Exercise details:
Copy out all of the entries below, substituting "outline" for "segmentation" everywhere it occurs and leaving all other text unchanged.

Contour annotation entries:
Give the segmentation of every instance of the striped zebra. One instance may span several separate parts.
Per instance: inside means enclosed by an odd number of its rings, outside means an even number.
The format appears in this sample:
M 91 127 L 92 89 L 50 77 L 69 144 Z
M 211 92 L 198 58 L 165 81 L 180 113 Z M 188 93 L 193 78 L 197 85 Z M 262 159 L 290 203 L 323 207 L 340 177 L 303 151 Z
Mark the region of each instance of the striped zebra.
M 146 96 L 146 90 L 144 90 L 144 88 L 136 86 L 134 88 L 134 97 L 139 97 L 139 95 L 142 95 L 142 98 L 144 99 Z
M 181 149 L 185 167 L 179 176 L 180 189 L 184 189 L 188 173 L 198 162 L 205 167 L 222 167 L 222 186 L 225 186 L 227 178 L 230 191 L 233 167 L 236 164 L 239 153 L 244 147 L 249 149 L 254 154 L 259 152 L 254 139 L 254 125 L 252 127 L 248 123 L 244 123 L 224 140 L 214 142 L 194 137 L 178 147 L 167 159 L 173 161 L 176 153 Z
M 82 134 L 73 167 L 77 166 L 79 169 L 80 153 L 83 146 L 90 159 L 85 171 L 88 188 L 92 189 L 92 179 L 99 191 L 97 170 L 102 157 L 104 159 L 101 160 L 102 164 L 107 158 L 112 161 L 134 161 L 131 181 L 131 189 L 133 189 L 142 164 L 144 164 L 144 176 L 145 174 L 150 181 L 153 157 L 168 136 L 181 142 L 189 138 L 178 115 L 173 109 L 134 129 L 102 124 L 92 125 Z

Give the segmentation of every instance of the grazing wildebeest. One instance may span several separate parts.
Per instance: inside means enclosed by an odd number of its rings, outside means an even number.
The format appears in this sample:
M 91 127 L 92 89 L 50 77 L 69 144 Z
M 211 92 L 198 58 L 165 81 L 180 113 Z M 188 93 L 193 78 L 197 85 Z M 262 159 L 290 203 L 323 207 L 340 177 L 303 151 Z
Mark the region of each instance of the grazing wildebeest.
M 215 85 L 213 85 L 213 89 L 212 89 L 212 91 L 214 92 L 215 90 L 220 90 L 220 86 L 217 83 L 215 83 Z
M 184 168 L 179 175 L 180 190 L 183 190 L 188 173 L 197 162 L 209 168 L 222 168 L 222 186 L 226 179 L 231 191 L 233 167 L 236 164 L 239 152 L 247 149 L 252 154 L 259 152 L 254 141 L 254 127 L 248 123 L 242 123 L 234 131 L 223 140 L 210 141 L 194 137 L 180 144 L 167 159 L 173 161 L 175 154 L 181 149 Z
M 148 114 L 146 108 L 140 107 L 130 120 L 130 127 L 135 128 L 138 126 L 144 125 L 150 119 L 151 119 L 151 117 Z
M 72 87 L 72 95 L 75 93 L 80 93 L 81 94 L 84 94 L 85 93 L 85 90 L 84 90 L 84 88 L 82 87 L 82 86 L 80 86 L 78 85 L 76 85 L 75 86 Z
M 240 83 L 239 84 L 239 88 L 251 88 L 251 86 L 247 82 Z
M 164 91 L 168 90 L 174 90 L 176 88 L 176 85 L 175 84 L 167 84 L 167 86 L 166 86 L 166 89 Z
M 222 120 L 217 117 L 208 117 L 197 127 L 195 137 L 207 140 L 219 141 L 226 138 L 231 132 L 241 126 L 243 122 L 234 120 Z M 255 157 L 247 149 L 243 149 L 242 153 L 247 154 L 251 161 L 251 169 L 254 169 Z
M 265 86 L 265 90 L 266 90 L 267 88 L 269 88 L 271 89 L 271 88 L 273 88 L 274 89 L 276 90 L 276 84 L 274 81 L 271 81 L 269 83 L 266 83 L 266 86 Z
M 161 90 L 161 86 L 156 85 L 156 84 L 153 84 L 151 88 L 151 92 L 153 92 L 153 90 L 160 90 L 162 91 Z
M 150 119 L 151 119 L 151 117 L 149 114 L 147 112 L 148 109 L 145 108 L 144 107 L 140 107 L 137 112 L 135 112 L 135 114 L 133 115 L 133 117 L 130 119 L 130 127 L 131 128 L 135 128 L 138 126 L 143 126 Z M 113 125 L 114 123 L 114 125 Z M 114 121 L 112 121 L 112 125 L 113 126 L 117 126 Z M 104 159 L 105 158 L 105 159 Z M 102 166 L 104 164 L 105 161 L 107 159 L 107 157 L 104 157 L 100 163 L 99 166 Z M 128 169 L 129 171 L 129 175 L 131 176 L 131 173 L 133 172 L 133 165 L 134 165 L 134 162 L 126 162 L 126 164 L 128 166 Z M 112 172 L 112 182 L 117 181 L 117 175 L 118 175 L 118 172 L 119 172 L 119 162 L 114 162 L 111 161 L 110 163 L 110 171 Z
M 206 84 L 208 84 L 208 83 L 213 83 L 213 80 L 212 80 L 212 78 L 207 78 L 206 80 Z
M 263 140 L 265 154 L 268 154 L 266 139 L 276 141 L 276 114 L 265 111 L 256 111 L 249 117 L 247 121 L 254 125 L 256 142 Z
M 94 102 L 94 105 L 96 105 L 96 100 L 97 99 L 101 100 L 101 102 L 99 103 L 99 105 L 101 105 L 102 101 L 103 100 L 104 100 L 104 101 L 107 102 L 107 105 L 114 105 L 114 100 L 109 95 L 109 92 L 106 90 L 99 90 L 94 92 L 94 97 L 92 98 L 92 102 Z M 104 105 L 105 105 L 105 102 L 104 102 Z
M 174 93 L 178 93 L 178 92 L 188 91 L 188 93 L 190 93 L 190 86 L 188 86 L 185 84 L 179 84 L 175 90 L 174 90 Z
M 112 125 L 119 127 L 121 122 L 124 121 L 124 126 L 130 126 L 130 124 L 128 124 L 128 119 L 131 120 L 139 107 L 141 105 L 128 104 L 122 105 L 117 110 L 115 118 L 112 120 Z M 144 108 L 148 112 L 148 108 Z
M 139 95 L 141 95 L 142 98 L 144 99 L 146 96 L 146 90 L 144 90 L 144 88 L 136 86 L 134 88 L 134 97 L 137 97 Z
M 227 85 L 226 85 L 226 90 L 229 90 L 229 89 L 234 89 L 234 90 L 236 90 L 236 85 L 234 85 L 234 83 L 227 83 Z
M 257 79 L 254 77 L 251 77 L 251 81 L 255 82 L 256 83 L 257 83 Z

Response for this exercise:
Give the outline of every instance of the striped zebra. One instance may span several separate parts.
Per instance: inside means enclosed by an odd number of its rings, outside means an even number.
The format appears in this sample:
M 91 127 L 92 89 L 50 77 L 69 144 Z
M 211 92 L 198 58 L 165 81 L 180 113 Z M 188 93 L 193 78 L 197 85 Z M 262 159 L 290 203 L 323 207 L 340 177 L 303 151 Z
Mark the region of each instance of the striped zebra.
M 146 96 L 146 90 L 144 90 L 144 88 L 136 86 L 134 88 L 134 97 L 139 97 L 139 95 L 142 95 L 142 98 L 144 99 Z
M 181 149 L 185 167 L 179 176 L 180 189 L 184 189 L 188 173 L 198 162 L 205 167 L 222 167 L 222 186 L 225 186 L 227 178 L 230 191 L 233 167 L 236 164 L 239 153 L 244 147 L 249 149 L 254 154 L 259 152 L 254 139 L 254 125 L 252 127 L 248 123 L 244 123 L 224 140 L 214 142 L 194 137 L 178 147 L 167 159 L 173 161 L 176 153 Z
M 82 134 L 73 167 L 77 166 L 79 169 L 80 153 L 83 146 L 90 159 L 85 171 L 88 188 L 92 189 L 92 179 L 99 191 L 97 170 L 102 157 L 104 159 L 101 160 L 102 164 L 107 158 L 112 161 L 134 161 L 131 181 L 131 189 L 133 189 L 142 164 L 144 164 L 144 176 L 145 174 L 150 181 L 153 157 L 168 136 L 181 142 L 189 138 L 178 115 L 173 109 L 134 129 L 102 124 L 92 125 Z

Give the outline of every instance of the grazing wildebeest. One instance may span several separate parts.
Per instance: inside means enclosed by an odd number of its rings, outside means an even number.
The format appears in this sample:
M 91 127 L 92 89 L 50 77 L 69 144 Z
M 211 92 L 198 58 L 165 81 L 180 113 Z M 188 93 L 193 78 L 197 85 Z M 262 159 L 290 203 L 323 207 L 340 177 L 303 151 Z
Mark the region of each instance of the grazing wildebeest.
M 215 85 L 213 85 L 213 89 L 212 89 L 212 91 L 214 92 L 215 90 L 220 90 L 220 86 L 217 83 L 215 83 Z
M 184 168 L 179 175 L 180 190 L 183 190 L 188 173 L 197 162 L 209 168 L 222 168 L 222 186 L 226 179 L 231 191 L 233 167 L 236 164 L 239 152 L 247 149 L 252 154 L 259 152 L 254 141 L 254 127 L 248 123 L 242 123 L 234 131 L 223 140 L 210 141 L 194 137 L 180 144 L 167 159 L 173 161 L 175 154 L 181 149 Z
M 148 114 L 146 108 L 140 107 L 130 120 L 130 127 L 135 128 L 138 126 L 144 125 L 150 119 L 151 119 L 151 117 Z
M 72 87 L 72 95 L 75 93 L 80 93 L 81 94 L 84 94 L 85 93 L 85 90 L 84 90 L 84 88 L 82 87 L 82 86 L 80 86 L 78 85 L 76 85 L 75 86 Z
M 240 83 L 239 84 L 239 88 L 251 88 L 251 86 L 247 82 Z
M 164 91 L 168 90 L 174 90 L 176 88 L 176 85 L 175 84 L 167 84 L 167 86 L 166 86 L 166 89 Z
M 222 120 L 217 117 L 208 117 L 197 127 L 195 137 L 207 140 L 219 141 L 226 138 L 231 132 L 241 126 L 243 122 L 234 120 Z M 255 157 L 247 149 L 243 149 L 242 153 L 247 154 L 251 161 L 251 169 L 254 169 Z
M 265 86 L 265 90 L 266 90 L 267 88 L 269 88 L 271 89 L 271 88 L 273 88 L 274 89 L 276 90 L 276 84 L 274 81 L 271 81 L 269 83 L 266 83 L 266 86 Z
M 161 90 L 161 86 L 156 85 L 156 84 L 153 84 L 151 88 L 151 92 L 153 92 L 153 90 L 160 90 L 162 91 Z
M 150 119 L 151 119 L 151 117 L 149 114 L 147 112 L 148 109 L 145 108 L 144 107 L 140 107 L 137 112 L 135 112 L 135 114 L 133 115 L 133 117 L 130 119 L 130 127 L 131 128 L 135 128 L 138 126 L 143 126 Z M 113 125 L 114 123 L 114 125 Z M 114 121 L 112 121 L 112 125 L 113 126 L 117 126 Z M 104 159 L 105 158 L 105 159 Z M 102 166 L 104 164 L 105 161 L 107 159 L 107 157 L 104 157 L 100 163 L 99 166 Z M 128 169 L 129 171 L 129 175 L 131 176 L 131 173 L 133 172 L 133 165 L 134 165 L 134 162 L 126 162 L 126 164 L 128 166 Z M 112 172 L 112 182 L 117 181 L 117 175 L 118 175 L 118 172 L 119 172 L 119 162 L 114 162 L 111 161 L 110 163 L 110 171 Z
M 206 84 L 208 84 L 208 83 L 213 83 L 213 80 L 212 80 L 212 78 L 207 78 L 206 80 Z
M 263 140 L 265 154 L 268 154 L 266 139 L 276 141 L 276 114 L 265 111 L 256 111 L 249 117 L 247 121 L 254 125 L 256 142 Z
M 94 102 L 94 105 L 96 105 L 96 100 L 97 99 L 101 100 L 101 102 L 99 103 L 99 105 L 101 105 L 102 101 L 103 100 L 104 100 L 104 101 L 107 102 L 107 105 L 114 105 L 114 100 L 109 95 L 109 92 L 106 90 L 99 90 L 94 92 L 94 97 L 92 98 L 92 102 Z M 104 105 L 105 105 L 105 102 L 104 102 Z
M 174 93 L 178 93 L 178 92 L 188 91 L 188 93 L 190 93 L 190 86 L 188 86 L 185 84 L 179 84 L 175 90 L 174 90 Z
M 112 125 L 119 127 L 121 122 L 124 121 L 124 126 L 130 126 L 130 124 L 128 124 L 128 119 L 131 120 L 139 107 L 141 105 L 128 104 L 122 105 L 117 110 L 115 118 L 112 120 Z M 144 108 L 148 112 L 148 108 Z
M 139 95 L 141 95 L 142 98 L 144 99 L 146 96 L 146 90 L 144 90 L 144 88 L 136 86 L 134 88 L 134 97 L 137 97 Z
M 227 85 L 226 85 L 226 90 L 229 90 L 229 89 L 234 89 L 234 90 L 236 90 L 236 85 L 234 85 L 234 83 L 227 83 Z
M 257 79 L 254 77 L 251 77 L 251 81 L 255 82 L 256 83 L 257 83 Z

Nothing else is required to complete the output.